• Written problem: Rewrite every line of the listing below from the one containing "Note for the class: annotate every instance of the ice" through the final line of the listing, both ends inclusive, shifting each coordinate value up by 13 and leaving all other text unchanged.

^^^^^^^^^^^^^^^^

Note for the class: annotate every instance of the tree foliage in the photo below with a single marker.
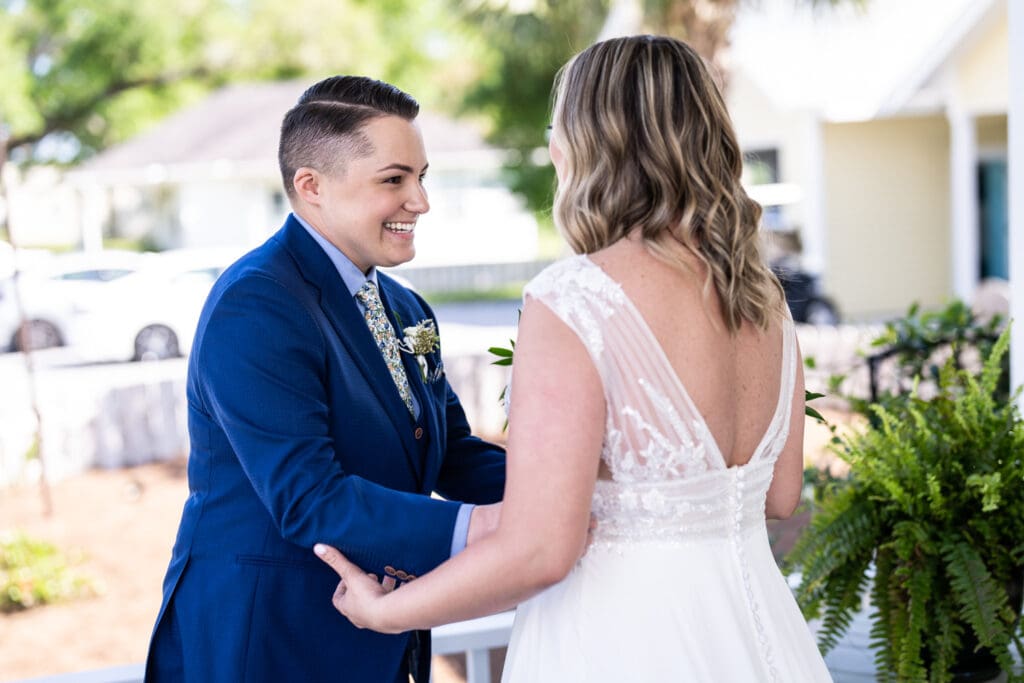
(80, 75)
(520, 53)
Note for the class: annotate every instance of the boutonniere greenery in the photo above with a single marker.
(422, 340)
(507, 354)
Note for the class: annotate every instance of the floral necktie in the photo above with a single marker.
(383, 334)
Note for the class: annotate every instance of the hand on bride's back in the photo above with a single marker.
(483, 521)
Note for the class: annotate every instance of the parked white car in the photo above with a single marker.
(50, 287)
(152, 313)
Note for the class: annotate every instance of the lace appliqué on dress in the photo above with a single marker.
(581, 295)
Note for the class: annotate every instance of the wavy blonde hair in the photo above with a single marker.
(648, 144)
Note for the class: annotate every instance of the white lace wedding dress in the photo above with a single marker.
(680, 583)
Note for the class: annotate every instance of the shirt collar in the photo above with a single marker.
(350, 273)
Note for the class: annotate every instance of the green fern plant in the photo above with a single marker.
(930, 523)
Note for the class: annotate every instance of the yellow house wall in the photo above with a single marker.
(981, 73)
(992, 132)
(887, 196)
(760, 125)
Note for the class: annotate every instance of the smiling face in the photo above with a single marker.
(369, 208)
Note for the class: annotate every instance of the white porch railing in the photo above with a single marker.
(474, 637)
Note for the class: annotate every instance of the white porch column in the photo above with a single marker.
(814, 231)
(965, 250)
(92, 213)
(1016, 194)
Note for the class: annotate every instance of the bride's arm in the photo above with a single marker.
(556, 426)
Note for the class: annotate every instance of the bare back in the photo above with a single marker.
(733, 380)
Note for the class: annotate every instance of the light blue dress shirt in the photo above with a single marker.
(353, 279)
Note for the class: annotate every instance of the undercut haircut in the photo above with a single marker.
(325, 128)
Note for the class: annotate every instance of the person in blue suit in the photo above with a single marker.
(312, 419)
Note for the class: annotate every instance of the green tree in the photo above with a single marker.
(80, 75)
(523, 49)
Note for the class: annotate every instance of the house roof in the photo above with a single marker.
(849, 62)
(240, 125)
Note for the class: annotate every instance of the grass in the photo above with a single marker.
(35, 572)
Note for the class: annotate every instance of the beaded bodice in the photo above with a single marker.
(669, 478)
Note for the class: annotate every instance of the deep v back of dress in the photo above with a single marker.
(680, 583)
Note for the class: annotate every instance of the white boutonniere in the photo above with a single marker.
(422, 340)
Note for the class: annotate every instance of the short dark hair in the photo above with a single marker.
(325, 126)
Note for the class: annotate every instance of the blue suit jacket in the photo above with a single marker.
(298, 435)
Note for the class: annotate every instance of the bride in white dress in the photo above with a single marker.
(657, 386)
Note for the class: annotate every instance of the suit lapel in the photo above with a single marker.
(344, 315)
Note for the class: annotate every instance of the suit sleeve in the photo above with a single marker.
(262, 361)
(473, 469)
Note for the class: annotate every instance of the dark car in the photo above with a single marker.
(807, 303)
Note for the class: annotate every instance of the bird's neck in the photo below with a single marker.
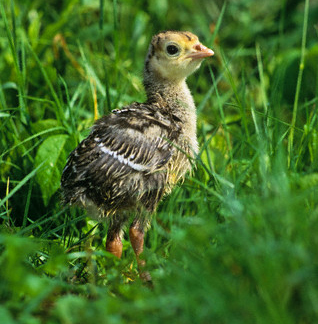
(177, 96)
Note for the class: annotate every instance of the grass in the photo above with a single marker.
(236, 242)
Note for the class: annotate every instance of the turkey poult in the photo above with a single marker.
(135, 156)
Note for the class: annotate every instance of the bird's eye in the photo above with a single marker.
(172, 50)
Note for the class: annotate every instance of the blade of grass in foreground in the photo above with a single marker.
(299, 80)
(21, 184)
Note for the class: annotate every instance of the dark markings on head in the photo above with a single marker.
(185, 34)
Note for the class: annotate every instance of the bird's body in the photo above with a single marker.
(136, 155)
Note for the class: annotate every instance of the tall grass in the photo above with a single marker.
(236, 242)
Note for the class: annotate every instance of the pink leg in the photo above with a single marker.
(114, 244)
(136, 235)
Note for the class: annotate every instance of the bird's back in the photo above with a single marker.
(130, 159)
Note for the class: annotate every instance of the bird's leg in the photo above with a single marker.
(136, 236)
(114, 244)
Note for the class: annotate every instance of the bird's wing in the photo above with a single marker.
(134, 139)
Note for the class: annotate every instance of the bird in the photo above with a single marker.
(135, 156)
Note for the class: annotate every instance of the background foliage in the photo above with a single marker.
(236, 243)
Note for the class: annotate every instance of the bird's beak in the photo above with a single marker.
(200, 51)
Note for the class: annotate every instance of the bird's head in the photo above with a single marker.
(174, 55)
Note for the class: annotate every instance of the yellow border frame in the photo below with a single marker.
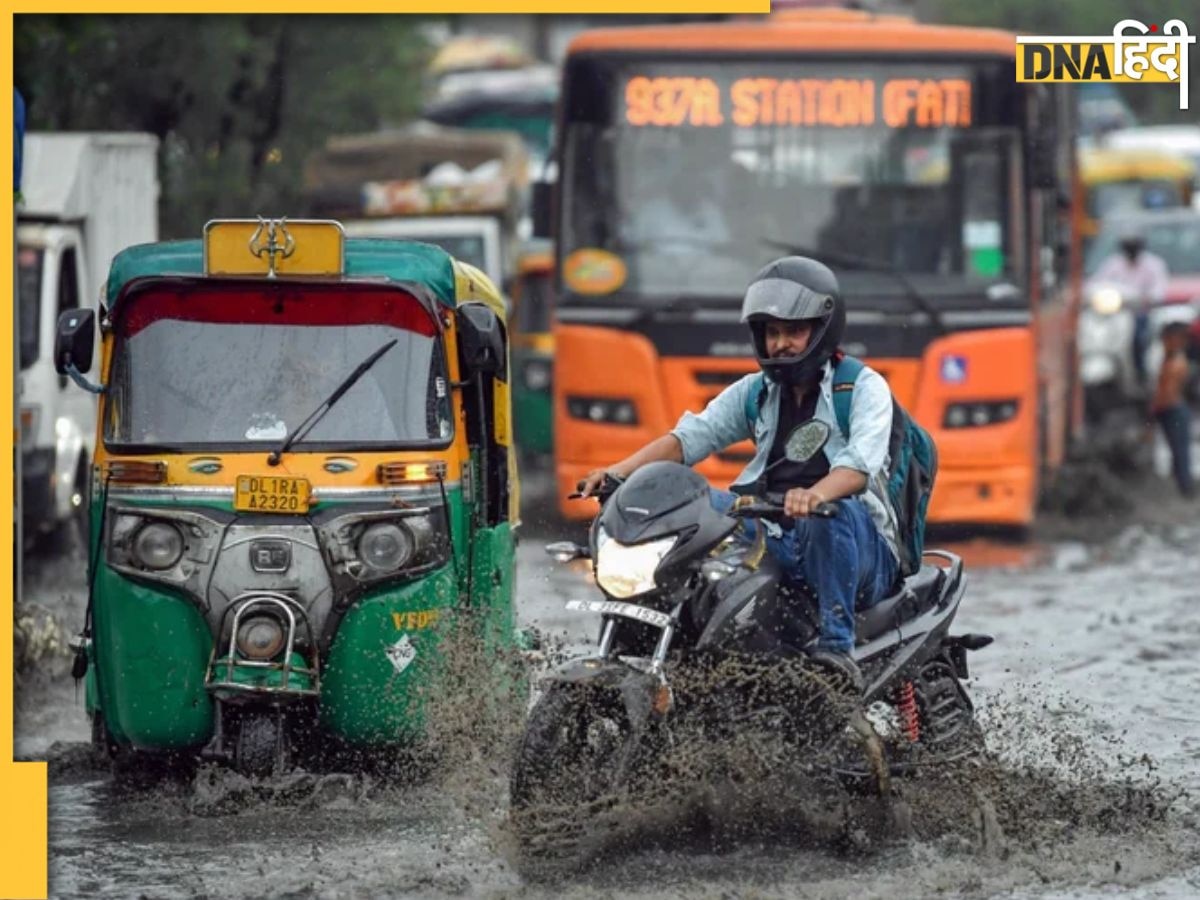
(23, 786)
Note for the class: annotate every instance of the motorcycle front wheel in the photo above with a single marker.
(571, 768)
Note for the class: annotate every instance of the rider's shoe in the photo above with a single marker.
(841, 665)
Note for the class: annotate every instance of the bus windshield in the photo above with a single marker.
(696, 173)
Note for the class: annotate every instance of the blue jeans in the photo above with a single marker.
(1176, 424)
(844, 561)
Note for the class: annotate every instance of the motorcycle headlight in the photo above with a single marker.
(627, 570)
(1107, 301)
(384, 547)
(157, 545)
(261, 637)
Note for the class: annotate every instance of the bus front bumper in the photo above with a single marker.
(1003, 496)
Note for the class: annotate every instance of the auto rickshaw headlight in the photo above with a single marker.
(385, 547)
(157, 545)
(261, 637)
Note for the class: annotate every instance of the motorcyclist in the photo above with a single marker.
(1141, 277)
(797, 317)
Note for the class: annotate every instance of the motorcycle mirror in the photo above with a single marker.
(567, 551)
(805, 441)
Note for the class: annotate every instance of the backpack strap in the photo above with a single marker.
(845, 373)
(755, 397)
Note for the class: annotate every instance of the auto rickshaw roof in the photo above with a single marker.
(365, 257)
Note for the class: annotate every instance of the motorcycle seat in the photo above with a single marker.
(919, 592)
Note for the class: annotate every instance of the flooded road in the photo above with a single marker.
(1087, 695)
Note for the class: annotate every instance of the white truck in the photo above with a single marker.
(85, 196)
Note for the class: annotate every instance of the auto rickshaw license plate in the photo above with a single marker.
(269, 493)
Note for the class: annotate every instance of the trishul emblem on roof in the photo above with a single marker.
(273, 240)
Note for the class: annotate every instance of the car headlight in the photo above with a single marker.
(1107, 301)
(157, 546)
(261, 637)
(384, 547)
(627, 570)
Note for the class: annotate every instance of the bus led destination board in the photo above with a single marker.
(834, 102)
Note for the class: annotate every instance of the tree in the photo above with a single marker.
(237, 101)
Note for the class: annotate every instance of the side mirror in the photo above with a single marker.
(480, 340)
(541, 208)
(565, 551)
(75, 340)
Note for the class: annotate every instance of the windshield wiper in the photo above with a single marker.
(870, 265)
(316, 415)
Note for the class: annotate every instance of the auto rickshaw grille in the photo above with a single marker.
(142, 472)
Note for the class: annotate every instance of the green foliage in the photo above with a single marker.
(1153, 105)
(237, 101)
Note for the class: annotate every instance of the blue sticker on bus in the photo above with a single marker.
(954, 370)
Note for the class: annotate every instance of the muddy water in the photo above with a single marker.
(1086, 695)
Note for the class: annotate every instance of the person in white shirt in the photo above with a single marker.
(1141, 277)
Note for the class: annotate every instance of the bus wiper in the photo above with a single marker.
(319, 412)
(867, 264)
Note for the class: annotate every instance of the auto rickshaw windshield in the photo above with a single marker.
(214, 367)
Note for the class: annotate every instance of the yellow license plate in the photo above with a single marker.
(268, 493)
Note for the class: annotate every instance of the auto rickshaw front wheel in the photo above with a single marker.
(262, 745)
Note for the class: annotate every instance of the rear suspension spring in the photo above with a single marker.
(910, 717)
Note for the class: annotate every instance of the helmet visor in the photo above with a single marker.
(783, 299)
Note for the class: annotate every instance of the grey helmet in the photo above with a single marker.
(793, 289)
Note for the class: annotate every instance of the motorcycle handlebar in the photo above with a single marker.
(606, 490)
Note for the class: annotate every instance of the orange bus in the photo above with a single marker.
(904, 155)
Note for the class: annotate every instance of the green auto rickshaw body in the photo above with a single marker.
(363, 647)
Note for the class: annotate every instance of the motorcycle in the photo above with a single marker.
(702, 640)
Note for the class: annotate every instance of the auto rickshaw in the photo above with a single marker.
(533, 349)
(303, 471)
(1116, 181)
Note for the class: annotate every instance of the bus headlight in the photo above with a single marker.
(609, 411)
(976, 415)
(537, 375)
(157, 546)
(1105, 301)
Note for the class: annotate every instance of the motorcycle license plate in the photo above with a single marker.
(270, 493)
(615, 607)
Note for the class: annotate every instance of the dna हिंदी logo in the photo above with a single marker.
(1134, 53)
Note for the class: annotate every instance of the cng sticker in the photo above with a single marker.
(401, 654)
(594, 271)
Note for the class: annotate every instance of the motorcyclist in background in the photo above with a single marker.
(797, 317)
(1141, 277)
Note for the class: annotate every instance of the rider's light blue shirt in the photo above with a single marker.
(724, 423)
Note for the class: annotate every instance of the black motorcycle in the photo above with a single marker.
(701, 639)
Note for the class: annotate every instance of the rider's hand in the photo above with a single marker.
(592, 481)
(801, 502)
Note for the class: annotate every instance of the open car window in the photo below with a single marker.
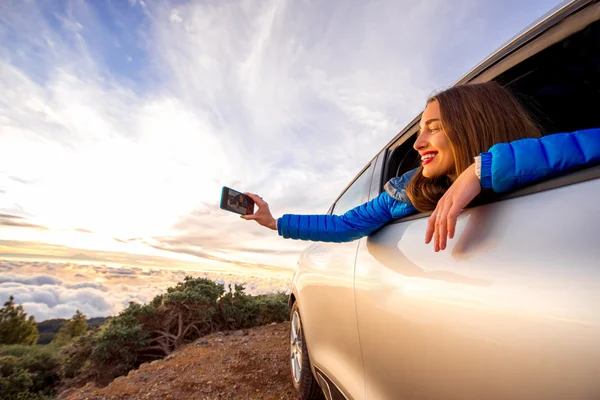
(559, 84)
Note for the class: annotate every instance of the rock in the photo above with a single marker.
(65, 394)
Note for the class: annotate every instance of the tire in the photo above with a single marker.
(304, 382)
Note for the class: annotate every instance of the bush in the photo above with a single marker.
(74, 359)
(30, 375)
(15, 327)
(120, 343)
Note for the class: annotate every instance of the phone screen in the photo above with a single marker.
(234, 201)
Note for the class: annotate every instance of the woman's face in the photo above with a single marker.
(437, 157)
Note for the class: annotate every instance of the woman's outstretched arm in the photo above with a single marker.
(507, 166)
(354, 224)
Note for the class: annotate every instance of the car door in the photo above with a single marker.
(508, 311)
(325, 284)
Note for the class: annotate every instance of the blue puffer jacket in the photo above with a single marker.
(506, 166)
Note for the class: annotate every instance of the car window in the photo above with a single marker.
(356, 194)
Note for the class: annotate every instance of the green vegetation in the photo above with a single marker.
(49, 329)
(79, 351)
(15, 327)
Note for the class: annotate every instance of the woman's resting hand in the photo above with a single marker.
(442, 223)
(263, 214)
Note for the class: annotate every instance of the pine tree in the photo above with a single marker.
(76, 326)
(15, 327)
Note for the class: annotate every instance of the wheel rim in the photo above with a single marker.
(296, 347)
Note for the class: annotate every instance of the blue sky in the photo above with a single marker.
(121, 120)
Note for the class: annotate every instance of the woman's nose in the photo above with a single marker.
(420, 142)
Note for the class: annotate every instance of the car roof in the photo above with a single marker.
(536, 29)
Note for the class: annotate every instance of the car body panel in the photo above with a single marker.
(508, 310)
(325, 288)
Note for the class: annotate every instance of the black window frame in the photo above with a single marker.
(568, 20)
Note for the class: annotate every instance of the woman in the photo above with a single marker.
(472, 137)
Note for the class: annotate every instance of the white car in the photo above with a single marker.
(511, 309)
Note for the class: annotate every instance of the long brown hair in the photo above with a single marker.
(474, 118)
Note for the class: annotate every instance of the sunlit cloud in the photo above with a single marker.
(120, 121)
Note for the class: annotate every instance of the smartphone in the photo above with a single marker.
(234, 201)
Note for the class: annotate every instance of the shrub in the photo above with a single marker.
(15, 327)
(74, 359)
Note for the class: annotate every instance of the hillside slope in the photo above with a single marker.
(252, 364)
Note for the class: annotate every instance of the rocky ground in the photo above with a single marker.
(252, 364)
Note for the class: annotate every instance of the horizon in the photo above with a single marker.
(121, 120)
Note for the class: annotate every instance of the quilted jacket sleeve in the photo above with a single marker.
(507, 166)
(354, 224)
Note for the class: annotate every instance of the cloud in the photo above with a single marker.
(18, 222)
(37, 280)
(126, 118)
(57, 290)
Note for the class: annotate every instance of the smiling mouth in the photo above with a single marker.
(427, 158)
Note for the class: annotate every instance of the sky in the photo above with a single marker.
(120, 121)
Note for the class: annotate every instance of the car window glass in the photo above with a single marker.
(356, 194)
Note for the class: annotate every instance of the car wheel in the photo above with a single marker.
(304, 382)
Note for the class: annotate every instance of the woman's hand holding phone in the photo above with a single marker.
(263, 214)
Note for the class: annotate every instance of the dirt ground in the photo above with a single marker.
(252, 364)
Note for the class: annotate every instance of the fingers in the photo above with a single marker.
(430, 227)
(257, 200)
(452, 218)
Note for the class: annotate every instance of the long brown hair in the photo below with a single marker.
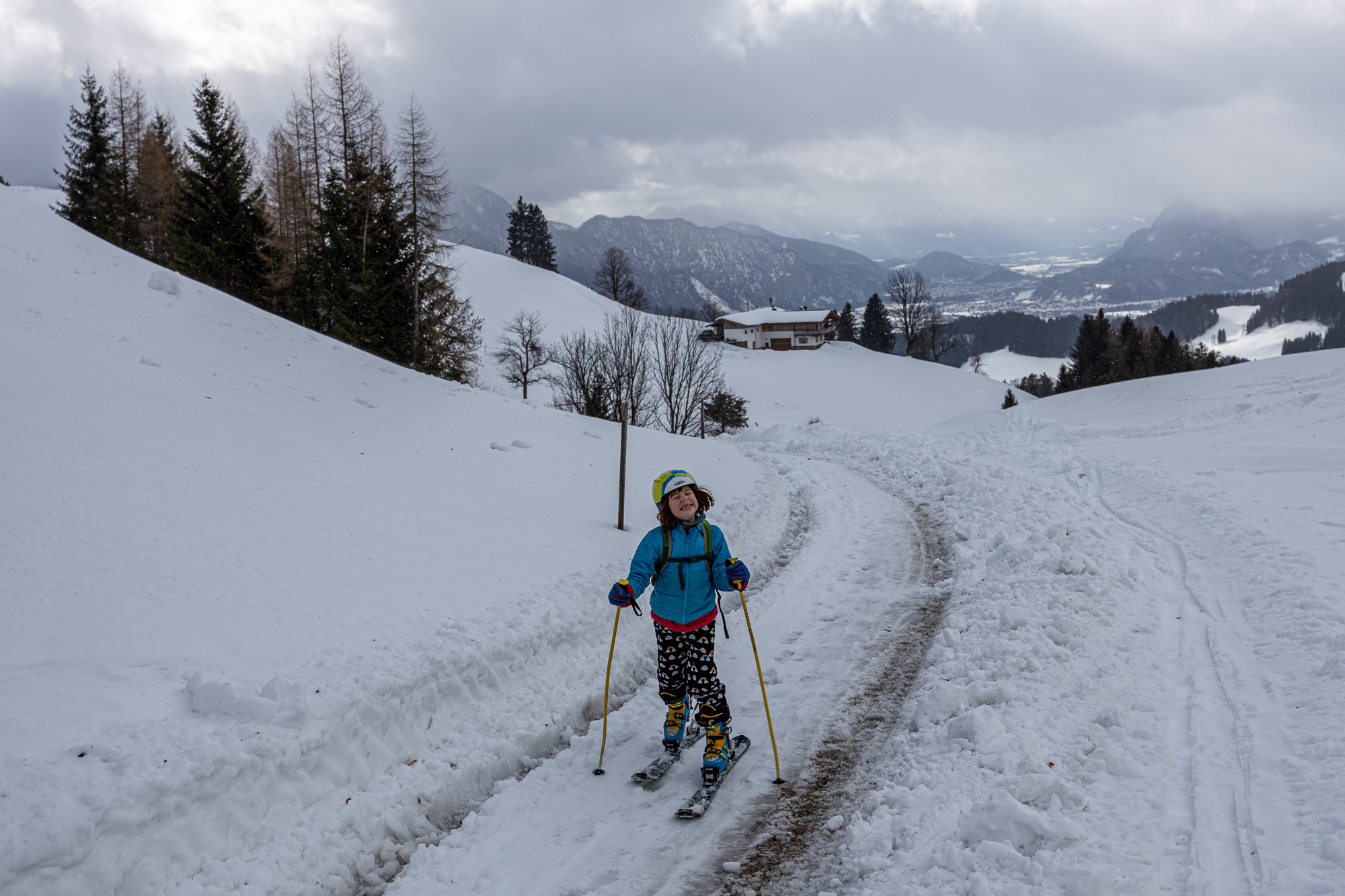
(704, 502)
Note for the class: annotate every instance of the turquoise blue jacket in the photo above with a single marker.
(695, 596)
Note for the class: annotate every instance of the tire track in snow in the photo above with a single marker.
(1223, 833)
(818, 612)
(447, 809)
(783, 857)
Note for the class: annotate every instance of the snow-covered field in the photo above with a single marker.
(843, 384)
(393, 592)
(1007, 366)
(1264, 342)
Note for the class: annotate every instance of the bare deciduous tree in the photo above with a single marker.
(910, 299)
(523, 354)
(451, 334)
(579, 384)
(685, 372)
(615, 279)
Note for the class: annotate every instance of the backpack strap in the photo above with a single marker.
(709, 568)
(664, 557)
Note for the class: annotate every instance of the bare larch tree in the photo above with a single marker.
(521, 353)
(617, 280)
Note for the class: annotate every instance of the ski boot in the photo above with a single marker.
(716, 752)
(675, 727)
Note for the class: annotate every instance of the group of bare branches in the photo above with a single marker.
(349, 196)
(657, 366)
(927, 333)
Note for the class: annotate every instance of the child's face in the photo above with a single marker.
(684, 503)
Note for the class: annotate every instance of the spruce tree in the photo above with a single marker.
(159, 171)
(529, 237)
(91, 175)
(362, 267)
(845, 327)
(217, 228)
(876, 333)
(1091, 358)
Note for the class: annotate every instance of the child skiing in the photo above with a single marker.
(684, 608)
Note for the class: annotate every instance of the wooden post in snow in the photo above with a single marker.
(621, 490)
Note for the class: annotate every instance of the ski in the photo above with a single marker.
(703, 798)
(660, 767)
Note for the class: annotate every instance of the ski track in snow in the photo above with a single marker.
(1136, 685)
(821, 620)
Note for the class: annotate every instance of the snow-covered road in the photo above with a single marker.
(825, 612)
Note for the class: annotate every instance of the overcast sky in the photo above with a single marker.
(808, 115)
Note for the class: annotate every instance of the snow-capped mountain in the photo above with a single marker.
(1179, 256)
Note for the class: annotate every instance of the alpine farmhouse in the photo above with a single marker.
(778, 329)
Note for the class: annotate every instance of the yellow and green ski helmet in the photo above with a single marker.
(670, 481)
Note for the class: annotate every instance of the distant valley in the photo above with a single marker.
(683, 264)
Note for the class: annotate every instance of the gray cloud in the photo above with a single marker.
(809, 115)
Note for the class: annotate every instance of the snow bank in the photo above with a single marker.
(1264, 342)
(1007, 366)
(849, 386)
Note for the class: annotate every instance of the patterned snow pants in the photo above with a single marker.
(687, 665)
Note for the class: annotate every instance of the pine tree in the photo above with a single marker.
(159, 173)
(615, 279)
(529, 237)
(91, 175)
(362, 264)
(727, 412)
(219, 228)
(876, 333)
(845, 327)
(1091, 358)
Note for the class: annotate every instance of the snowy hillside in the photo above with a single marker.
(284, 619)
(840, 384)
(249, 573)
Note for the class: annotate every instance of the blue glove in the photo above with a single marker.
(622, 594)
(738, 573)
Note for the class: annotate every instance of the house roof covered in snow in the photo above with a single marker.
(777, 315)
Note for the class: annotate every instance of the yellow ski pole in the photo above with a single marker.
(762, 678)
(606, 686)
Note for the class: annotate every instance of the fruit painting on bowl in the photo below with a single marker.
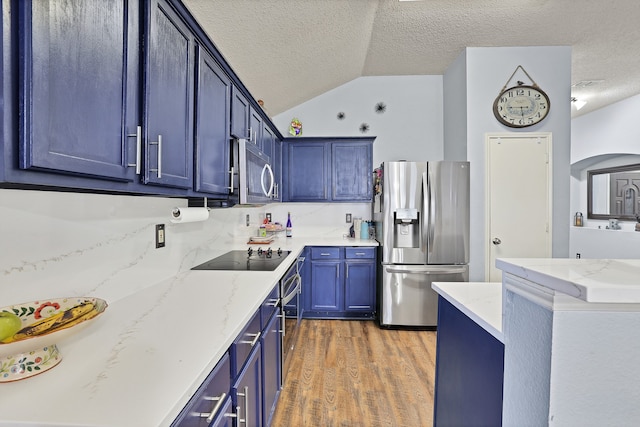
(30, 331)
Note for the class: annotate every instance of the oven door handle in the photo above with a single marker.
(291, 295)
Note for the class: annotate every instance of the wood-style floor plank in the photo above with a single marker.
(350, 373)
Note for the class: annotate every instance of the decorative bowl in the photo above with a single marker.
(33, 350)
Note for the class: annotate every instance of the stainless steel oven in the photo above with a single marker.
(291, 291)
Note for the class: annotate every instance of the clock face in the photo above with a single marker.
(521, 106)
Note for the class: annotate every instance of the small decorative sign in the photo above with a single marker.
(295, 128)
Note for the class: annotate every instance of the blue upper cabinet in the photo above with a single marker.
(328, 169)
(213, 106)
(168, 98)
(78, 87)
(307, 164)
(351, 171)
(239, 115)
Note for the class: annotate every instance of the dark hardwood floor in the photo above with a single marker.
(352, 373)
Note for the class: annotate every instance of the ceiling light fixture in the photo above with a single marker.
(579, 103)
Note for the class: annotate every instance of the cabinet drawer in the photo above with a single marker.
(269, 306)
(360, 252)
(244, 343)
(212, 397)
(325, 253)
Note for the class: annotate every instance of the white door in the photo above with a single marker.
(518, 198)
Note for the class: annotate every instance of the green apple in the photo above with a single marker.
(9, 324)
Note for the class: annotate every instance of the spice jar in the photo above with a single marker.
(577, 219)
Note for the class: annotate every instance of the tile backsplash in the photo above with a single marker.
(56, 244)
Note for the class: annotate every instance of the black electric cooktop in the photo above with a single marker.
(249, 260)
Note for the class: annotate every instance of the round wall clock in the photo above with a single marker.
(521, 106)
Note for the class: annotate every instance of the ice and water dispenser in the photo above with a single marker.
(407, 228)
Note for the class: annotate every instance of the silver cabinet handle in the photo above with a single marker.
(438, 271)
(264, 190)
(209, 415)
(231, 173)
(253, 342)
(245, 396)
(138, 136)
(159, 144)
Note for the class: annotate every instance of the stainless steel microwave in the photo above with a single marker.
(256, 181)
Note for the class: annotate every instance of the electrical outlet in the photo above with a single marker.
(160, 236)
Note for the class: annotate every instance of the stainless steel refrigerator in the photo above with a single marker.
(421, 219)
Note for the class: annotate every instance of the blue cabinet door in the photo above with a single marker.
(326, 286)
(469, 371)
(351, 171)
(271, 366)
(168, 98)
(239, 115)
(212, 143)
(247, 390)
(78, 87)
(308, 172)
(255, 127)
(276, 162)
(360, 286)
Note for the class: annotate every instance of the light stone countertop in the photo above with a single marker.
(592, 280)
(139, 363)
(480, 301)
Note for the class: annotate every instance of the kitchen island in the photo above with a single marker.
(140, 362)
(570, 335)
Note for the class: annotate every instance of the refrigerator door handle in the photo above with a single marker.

^^^^^^^^^^^^^^^^

• Finished exercise:
Note for the class: annotate every instance of the ice and water dispenser in the photo above with a single marker.
(420, 241)
Note for the class: annotate every instance of the silver cabinet handle in the photo above with a single marker.
(451, 284)
(277, 203)
(222, 428)
(244, 186)
(266, 355)
(258, 409)
(151, 149)
(172, 157)
Note for the class: annotate every instance of the stainless steel microwave in the photo above with a single marker.
(269, 194)
Note for the class: annotate every instance of the electrical outlet in the photo above with a single marker.
(173, 249)
Note for the class: annotate every instance of the stainless steel refrigerator in the photo above with a single marker.
(434, 232)
Note for the class: annotate every instance of the blue cabinet door in the photo above with a single marker.
(339, 299)
(482, 384)
(364, 184)
(284, 379)
(181, 111)
(252, 128)
(225, 156)
(260, 403)
(91, 100)
(321, 185)
(268, 140)
(289, 175)
(373, 299)
Note for the class: annotate every instance of the light stone countertop in the photo above with a single marker.
(605, 293)
(152, 376)
(493, 314)
Note for the class: annotate every instance of the kitchen island in the photo above with a single marker.
(153, 375)
(583, 348)
Note for the class: annotate every instance of the refrigerator door handle in the photo above with a single marker.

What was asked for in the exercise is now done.